Chipset 810 can also include one or more other I/O interfaces,
including an Industry Standard Architecture (ISA) interface, a
Small Computer Serial Interface (SCSI) interface, an
Inter-Integrated Circuit (I.sup.2C) interface, a System Packet
Interface (SPI), a Universal Serial Bus (USB), another interface,
or a combination thereof. BIOS/EFI module 840 includes BIOS/EFI
code operable to detect resources within information handling
system 800, to provide drivers for the resources, initialize the
resources, and access the resources. BIOS/EFI module 840 includes
code that operates to detect resources within information handling
system 800, to provide drivers for the resources, to initialize the
resources, and to access the resources.

Pointing records:
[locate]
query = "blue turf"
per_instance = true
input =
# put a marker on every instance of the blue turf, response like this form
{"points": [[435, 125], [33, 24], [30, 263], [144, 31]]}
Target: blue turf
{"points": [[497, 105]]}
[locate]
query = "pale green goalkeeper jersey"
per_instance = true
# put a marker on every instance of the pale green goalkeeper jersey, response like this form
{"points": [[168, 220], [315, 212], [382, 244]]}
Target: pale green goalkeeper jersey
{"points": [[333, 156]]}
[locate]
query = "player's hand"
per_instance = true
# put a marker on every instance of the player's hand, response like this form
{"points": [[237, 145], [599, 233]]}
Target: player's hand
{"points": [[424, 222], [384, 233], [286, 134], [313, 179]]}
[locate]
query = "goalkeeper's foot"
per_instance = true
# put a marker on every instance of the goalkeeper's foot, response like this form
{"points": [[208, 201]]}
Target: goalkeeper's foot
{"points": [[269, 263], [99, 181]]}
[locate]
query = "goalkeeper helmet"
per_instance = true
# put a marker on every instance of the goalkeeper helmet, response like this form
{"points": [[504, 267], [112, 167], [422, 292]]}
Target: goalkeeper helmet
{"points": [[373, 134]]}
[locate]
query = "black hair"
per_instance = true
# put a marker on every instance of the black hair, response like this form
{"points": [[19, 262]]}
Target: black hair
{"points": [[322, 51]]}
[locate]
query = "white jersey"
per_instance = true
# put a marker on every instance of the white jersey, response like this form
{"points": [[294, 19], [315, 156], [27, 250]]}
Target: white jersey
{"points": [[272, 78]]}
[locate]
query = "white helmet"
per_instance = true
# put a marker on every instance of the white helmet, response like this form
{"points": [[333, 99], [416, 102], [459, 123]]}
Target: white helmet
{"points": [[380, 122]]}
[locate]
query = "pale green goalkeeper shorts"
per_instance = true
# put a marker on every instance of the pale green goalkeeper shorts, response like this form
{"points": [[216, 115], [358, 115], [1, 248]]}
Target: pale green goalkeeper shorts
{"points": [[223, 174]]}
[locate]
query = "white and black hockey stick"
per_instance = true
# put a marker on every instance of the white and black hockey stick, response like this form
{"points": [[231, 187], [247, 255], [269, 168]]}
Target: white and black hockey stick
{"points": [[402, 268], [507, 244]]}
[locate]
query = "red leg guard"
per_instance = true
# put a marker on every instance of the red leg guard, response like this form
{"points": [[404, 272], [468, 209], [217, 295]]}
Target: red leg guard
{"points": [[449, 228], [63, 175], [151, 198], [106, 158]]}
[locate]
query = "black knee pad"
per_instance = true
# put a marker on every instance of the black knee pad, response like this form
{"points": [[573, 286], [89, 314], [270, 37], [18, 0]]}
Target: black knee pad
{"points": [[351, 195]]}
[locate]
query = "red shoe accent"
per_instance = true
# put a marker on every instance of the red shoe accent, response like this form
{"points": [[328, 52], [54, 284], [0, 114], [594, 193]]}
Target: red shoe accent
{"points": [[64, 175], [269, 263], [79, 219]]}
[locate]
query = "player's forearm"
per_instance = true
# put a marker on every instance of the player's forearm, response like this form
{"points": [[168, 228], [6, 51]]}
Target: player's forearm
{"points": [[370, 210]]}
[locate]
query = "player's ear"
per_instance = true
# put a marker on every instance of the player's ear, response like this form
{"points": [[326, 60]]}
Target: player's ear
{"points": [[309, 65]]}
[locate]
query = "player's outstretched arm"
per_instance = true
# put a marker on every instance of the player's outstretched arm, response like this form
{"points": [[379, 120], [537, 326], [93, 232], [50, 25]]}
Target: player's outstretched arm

Written exercise: Reproduce the passage about the chipset interfaces and the BIOS/EFI module word for word, from start to finish.

Output of the task:
Chipset 810 can also include one or more other I/O interfaces,
including an Industry Standard Architecture (ISA) interface, a
Small Computer Serial Interface (SCSI) interface, an
Inter-Integrated Circuit (I.sup.2C) interface, a System Packet
Interface (SPI), a Universal Serial Bus (USB), another interface,
or a combination thereof. BIOS/EFI module 840 includes BIOS/EFI
code operable to detect resources within information handling
system 800, to provide drivers for the resources, initialize the
resources, and access the resources. BIOS/EFI module 840 includes
code that operates to detect resources within information handling
system 800, to provide drivers for the resources, to initialize the
resources, and to access the resources.